▸ PROBLEM STATEMENT: Copy the material below word for word, from the line containing "Spot the man" through the end of the material.

▸ DATA EXCERPTS:

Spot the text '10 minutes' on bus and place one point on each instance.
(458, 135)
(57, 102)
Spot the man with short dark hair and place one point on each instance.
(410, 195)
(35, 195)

▸ ANSWER TO THIS PROBLEM:
Spot the man with short dark hair and place one point on each instance.
(410, 195)
(35, 195)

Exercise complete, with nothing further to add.